Excerpt:
It's a perk that comes with this job.

Capturing the bald eagle was half the adventure, though. It took well into the fourth day and a dozen lagomorphs (rabbits) before we were successful.

News photographer John Gordon and I went to the San Luis Valley to meet Al Harmata, a one-armed, one-legged eagle expert. Al left the other arm and leg in Vietnam and had a prosthetic arm with a mind of its own, reminding us of Dr. Strangelove.

Working with two able assistants, Betsy Spettigue and Susan Werner (currently an area wildlife manager for the Colorado Division of Wildlife), Big Al was using a heavily padded leg-hold trap to capture bald eagles as part of his doctoral program research.

He wanted eagles so he could stitch small radio transmitters to their tail feathers. The transmitters had short antennae that didn't get in the way during mating, and when the bird later molted, it would shed the transmitter as well as the tail feather.

The reason for the transmitter was Big Al and the women would attempt to track migrating eagles from the San Luis Valley in the spring to wherever they eventually nested in Canada, charting their movements, resting sites, food choices and whatever else made sense.

Apply what you read:
1. According to the eagle excerpt, how long did it take to capture the bald eagle?
2. Set down everything in the eagle excerpt from "News photographer John" down to "the tail feather.", word for word.

[Stored data entries]
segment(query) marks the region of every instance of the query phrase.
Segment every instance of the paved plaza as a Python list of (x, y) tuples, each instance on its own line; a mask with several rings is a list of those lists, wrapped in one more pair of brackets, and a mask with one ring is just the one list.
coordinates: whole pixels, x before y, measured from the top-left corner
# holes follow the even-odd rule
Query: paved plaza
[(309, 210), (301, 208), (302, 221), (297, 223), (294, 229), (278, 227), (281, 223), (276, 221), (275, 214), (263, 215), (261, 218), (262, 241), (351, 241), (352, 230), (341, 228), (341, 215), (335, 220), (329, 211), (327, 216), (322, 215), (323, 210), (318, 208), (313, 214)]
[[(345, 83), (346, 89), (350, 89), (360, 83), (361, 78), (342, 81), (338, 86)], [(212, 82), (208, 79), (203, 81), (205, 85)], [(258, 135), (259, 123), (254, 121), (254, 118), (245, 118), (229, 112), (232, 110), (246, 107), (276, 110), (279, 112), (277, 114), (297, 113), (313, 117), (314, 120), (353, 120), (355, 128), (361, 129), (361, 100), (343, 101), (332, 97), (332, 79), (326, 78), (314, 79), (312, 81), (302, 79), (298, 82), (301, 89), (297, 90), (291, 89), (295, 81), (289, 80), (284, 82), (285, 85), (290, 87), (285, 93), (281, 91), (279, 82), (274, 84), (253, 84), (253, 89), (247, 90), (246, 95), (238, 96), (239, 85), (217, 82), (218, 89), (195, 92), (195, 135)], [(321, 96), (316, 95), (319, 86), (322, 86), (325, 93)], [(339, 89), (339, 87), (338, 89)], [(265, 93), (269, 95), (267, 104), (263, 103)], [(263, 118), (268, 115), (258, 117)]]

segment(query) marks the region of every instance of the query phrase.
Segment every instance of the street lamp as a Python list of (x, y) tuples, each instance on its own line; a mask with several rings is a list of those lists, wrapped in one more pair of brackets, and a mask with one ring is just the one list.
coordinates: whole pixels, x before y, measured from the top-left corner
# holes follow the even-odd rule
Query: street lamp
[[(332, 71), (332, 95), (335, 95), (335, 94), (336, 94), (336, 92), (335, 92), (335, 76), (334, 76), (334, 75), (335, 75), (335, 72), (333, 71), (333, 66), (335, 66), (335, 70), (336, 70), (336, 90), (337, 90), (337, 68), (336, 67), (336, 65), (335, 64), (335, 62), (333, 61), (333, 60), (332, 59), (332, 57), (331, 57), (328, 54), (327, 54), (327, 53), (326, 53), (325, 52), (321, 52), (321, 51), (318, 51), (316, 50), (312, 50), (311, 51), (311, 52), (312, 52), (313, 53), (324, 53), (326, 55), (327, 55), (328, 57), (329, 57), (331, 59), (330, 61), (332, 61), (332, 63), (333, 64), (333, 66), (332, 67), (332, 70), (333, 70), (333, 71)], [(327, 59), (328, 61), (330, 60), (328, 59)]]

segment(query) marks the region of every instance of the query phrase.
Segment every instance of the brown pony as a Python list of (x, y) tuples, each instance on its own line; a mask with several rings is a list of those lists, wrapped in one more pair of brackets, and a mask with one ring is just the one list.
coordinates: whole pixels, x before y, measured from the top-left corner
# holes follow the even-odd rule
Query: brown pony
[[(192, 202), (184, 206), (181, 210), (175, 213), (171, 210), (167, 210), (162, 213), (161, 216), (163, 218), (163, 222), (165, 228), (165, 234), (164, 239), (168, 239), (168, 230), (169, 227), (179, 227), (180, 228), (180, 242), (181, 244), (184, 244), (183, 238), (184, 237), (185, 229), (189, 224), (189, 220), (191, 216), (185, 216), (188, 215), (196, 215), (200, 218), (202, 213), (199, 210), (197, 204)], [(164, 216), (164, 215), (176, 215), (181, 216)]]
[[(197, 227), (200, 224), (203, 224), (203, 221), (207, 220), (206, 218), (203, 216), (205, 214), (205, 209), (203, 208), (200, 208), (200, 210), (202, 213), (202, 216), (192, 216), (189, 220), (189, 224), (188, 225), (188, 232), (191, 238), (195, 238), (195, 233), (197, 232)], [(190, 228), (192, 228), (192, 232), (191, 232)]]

Answers by item:
1. It took well into the fourth day and a dozen rabbits before they were successful.

2.
News photographer John Gordon and I went to the San Luis Valley to meet Al Harmata, a one-armed, one-legged eagle expert. Al left the other arm and leg in Vietnam and had a prosthetic arm with a mind of its own, reminding us of Dr. Strangelove.

Working with two able assistants, Betsy Spettigue and Susan Werner (currently an area wildlife manager for the Colorado Division of Wildlife), Big Al was using a heavily padded leg-hold trap to capture bald eagles as part of his doctoral program research.

He wanted eagles so he could stitch small radio transmitters to their tail feathers. The transmitters had short antennae that didn't get in the way during mating, and when the bird later molted, it would shed the transmitter as well as the tail feather.